◆ The exercise: Extract each line of the records below that contains the string "foam".

◆ Supplied information:
--- Begin ---
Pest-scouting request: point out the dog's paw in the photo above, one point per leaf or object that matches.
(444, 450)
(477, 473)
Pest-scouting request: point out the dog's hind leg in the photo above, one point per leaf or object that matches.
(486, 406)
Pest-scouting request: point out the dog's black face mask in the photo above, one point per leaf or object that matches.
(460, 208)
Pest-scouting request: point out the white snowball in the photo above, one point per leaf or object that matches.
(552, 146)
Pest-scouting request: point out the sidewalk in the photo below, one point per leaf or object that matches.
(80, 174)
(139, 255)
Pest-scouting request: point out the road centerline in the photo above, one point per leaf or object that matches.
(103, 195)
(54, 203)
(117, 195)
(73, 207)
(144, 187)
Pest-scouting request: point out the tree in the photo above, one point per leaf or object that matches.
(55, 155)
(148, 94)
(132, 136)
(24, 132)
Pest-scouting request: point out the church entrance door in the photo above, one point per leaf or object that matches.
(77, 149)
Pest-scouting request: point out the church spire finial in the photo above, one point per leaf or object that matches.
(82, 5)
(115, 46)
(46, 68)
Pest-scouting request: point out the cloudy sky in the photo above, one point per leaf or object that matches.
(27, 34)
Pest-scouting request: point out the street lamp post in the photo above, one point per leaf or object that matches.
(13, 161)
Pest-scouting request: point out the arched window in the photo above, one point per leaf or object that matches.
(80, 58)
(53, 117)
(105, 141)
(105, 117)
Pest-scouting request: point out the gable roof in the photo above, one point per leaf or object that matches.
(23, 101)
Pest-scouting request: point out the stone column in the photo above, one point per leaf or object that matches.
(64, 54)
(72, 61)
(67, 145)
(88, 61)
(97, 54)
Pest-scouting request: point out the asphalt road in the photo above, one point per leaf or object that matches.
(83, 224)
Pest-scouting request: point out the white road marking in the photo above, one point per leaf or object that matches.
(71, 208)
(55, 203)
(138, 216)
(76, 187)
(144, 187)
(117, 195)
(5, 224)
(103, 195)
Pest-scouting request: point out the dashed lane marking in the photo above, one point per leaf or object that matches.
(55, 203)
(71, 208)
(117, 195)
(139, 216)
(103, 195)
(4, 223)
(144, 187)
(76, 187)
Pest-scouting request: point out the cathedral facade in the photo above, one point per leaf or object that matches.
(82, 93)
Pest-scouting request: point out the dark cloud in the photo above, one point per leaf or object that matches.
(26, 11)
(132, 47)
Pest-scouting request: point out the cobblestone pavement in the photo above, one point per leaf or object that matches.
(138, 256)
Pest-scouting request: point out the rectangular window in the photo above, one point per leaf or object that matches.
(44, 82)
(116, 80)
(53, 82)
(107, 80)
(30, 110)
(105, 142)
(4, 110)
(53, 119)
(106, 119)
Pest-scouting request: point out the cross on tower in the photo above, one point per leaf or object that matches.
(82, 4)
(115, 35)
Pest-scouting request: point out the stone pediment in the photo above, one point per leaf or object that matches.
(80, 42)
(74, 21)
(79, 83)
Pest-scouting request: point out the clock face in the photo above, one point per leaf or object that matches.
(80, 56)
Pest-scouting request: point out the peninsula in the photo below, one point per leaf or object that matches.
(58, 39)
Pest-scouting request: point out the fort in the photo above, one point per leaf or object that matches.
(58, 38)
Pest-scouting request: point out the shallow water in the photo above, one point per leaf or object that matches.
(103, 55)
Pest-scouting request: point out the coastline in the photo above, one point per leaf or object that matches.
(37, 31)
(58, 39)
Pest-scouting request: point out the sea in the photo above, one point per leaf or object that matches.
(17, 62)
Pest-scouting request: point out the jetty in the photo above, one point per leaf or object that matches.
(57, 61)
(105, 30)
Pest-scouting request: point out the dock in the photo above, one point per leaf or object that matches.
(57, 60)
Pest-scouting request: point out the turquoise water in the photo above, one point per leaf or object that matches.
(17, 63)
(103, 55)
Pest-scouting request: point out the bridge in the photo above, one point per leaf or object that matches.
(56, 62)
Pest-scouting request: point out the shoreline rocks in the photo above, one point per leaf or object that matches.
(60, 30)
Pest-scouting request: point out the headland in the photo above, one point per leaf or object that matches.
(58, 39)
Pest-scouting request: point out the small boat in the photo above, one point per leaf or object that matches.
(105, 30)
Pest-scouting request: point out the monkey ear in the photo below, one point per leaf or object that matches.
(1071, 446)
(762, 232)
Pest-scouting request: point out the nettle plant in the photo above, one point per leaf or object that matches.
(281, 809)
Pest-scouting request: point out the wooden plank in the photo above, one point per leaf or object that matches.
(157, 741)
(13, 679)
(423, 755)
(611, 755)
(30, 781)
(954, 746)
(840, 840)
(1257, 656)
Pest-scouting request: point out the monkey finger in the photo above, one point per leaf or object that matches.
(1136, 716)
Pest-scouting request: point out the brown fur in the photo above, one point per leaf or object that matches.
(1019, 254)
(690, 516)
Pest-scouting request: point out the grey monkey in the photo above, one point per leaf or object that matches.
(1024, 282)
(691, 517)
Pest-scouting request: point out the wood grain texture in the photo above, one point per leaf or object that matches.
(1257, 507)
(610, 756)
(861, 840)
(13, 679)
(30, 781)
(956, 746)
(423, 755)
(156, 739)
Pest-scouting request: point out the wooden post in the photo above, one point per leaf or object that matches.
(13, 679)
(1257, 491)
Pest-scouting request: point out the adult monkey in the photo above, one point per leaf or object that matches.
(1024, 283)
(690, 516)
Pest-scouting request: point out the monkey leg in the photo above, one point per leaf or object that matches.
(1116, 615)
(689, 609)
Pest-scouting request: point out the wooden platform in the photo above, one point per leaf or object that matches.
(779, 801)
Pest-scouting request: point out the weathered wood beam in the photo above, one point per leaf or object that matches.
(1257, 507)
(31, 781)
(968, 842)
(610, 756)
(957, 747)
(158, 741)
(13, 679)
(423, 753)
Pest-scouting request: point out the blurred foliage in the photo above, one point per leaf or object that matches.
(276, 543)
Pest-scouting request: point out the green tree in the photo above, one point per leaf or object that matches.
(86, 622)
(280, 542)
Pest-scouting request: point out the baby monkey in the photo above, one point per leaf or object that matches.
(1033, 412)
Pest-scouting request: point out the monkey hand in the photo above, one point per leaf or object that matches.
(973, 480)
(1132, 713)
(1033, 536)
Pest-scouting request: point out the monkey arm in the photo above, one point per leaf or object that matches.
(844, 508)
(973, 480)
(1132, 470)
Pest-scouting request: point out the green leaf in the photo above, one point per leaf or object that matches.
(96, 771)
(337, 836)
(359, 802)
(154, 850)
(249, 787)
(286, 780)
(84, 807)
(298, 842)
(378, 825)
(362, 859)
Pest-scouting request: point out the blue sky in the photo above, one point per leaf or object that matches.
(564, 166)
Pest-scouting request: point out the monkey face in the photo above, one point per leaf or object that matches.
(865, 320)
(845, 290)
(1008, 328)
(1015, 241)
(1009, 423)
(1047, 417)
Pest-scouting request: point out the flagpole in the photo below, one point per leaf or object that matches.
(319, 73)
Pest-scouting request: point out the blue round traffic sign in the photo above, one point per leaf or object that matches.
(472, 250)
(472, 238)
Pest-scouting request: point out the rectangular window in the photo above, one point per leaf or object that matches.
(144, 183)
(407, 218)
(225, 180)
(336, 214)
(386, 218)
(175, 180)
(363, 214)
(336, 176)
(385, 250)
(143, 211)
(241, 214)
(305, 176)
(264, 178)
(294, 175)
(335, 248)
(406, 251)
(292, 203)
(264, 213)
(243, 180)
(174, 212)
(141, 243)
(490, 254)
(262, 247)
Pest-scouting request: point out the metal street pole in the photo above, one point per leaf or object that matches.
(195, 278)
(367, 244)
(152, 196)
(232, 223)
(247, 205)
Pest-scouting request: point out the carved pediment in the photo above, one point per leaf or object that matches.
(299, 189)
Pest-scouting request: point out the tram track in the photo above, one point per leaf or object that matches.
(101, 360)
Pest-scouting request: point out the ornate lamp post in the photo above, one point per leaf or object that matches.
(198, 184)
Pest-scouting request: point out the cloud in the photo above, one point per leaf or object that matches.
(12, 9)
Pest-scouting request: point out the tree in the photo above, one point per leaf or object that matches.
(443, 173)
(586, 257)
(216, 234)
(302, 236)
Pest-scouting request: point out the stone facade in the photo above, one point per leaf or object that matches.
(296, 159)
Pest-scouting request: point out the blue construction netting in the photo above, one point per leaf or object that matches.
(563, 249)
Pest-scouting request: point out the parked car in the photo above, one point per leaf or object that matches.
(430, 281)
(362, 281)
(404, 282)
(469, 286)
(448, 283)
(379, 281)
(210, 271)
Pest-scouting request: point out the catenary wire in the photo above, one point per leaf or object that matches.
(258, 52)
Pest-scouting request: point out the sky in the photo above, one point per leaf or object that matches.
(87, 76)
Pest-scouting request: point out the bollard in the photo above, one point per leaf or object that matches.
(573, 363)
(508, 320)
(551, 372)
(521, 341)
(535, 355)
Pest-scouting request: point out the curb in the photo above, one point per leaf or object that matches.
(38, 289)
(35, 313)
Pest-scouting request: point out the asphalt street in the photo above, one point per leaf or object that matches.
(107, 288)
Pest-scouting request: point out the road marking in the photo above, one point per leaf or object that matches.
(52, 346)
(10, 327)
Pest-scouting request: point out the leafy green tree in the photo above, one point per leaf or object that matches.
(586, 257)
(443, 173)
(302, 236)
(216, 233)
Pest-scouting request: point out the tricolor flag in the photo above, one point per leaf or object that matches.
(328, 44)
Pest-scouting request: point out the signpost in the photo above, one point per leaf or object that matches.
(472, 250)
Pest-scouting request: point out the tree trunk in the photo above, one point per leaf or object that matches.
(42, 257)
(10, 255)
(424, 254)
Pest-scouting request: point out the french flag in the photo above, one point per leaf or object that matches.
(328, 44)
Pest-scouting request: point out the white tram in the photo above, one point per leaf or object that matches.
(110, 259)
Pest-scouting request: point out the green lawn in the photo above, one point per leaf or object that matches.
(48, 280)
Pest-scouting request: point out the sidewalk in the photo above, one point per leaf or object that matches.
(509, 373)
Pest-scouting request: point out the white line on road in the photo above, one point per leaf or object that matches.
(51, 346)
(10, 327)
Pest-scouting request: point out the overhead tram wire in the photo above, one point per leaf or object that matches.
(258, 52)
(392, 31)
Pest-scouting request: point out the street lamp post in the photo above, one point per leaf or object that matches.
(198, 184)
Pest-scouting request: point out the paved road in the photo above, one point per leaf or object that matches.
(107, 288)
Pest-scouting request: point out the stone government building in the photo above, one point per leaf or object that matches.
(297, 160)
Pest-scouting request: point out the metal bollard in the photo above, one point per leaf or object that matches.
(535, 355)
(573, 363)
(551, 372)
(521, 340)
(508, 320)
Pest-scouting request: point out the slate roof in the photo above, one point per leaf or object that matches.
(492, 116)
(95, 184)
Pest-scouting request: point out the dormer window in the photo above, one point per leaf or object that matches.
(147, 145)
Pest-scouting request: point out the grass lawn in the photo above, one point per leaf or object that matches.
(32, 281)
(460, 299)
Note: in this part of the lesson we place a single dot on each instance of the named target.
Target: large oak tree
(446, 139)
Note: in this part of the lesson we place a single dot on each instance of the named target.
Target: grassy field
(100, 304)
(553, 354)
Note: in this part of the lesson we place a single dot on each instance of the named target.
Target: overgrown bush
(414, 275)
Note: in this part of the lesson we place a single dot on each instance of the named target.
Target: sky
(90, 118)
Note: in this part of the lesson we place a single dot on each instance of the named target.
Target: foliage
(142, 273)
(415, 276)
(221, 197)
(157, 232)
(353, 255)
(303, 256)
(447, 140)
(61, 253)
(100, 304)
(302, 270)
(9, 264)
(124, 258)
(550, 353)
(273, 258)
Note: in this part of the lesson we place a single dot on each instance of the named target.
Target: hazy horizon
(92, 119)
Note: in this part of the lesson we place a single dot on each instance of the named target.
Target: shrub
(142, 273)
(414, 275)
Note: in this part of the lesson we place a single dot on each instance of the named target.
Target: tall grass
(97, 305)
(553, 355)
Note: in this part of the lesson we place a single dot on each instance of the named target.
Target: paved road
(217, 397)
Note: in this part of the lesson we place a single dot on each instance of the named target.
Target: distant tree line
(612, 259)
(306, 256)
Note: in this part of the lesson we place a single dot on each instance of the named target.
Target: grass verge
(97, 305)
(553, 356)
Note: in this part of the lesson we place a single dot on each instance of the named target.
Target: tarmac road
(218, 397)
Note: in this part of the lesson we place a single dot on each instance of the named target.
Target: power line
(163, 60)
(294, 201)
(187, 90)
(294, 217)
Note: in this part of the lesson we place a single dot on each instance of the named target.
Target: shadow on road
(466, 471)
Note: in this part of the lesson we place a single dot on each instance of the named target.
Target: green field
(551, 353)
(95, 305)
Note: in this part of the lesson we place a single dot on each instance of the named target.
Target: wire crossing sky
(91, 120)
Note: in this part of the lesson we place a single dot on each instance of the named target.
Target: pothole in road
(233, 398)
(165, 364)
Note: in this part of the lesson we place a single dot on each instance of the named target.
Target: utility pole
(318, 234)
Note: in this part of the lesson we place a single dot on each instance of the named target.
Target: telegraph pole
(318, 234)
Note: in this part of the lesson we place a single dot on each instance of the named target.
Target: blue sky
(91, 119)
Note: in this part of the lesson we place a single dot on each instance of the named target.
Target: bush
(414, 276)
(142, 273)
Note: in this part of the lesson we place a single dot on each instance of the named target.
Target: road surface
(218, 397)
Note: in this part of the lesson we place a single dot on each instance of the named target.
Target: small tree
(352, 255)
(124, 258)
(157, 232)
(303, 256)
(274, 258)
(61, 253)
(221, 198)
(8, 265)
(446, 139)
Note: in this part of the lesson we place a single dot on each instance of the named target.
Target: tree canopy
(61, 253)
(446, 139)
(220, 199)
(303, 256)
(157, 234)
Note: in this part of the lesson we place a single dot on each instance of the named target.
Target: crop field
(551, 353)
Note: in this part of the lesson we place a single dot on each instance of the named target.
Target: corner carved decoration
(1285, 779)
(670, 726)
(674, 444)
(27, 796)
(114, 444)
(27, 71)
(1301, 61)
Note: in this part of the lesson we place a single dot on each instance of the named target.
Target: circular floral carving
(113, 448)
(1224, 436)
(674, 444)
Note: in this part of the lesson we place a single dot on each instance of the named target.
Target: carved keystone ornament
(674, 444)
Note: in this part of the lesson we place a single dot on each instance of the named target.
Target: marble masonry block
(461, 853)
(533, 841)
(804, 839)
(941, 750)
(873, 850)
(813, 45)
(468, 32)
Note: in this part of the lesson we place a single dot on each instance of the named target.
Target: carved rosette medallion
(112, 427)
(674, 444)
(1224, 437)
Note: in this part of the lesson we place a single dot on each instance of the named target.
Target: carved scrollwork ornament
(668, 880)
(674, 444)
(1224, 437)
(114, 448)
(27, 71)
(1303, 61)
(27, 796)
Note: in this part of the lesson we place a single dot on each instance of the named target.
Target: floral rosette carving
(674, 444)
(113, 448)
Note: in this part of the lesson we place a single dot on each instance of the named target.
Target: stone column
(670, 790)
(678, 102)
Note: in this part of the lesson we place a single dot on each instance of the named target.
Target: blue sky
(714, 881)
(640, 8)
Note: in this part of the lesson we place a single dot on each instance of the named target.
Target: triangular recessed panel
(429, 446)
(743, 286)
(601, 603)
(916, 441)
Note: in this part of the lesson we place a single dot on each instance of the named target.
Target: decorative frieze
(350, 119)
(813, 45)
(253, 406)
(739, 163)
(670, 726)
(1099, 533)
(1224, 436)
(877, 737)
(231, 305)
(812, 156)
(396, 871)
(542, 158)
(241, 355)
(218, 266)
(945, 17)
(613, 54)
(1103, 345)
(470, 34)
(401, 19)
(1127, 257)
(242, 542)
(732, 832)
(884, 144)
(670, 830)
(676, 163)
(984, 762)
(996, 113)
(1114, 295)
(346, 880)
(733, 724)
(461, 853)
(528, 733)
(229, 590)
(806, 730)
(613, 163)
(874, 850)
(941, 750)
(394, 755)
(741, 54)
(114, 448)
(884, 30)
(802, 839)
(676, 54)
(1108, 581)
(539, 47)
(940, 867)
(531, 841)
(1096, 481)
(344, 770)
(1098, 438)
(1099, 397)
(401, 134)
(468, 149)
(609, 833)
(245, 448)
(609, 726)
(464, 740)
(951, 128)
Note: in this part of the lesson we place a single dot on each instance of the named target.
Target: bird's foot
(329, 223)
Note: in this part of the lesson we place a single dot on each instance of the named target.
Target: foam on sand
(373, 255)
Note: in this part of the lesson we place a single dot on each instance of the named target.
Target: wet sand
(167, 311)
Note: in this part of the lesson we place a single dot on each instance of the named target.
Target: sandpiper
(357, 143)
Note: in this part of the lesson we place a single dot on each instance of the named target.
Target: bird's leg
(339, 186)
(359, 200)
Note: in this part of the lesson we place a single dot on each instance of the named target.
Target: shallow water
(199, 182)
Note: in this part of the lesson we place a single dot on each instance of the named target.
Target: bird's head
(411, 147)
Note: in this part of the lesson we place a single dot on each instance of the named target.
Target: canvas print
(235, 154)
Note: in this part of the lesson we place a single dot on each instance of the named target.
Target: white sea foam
--- End ---
◆ Correct output:
Target: foam on sand
Target: white sea foam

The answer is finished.